== GOAL OF THE EXERCISE ==
Please give the number of lines in the entries below that hold "instance", with no other words.

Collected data

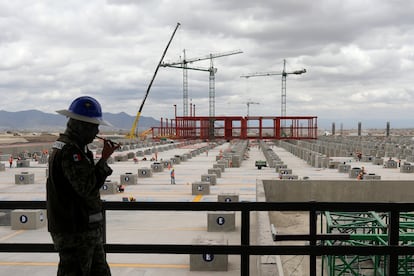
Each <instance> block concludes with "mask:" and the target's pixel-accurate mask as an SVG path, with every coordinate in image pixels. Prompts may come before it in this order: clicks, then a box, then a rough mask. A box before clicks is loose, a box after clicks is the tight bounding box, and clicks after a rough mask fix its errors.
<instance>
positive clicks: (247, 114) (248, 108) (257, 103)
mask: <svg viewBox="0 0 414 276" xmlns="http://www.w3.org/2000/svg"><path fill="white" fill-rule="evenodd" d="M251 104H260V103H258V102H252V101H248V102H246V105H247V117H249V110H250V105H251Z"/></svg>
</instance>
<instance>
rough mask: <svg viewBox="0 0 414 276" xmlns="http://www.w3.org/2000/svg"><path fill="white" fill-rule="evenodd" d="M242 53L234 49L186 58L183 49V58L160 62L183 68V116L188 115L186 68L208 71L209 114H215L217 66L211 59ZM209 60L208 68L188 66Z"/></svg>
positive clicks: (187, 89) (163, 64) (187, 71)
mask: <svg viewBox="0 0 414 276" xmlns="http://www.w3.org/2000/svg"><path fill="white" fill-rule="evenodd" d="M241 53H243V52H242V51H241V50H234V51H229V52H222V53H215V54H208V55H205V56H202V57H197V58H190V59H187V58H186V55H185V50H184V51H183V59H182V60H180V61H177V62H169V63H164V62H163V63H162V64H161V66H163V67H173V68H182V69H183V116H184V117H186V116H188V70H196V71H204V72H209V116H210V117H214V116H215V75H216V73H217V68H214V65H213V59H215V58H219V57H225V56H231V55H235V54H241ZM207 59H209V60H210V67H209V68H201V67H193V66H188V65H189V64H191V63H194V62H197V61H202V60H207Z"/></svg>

== SOLUTION TO THE EXERCISE ==
4